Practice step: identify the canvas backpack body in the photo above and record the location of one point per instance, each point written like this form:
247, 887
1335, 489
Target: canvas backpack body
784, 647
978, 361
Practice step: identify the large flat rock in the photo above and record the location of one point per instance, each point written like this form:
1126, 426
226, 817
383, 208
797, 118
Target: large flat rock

What is required:
Which lines of the material contain the string "above"? List each of them.

Expected output:
Practice step: identify the canvas backpack body in the photo above and record the location of one point per instance, each point written like this form:
Practice step: identify the large flat rock in the photo above and record the location of one point per instance, each point written like this form:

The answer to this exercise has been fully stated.